:: Goal ::
Quote the following lines back verbatim, with no changes.

________

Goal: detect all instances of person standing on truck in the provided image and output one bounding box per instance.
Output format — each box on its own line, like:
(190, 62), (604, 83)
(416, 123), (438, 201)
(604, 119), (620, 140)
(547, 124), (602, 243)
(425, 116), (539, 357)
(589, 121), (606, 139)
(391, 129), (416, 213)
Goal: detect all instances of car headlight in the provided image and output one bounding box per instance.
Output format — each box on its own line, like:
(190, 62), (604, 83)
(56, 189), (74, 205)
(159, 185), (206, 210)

________

:: Answer to the task ::
Goal: detect all instances of person standing on truck in the provided image and output one bounding box per instance.
Output format — each box on its own line, like:
(190, 62), (604, 83)
(416, 123), (438, 201)
(604, 119), (620, 140)
(547, 124), (602, 243)
(425, 116), (539, 357)
(589, 121), (606, 139)
(391, 129), (416, 213)
Goal: detect all instances of car headlight in the provided image and output one bounding box per instance.
Output format — each box on its own line, like:
(190, 62), (604, 83)
(56, 189), (74, 205)
(159, 185), (206, 210)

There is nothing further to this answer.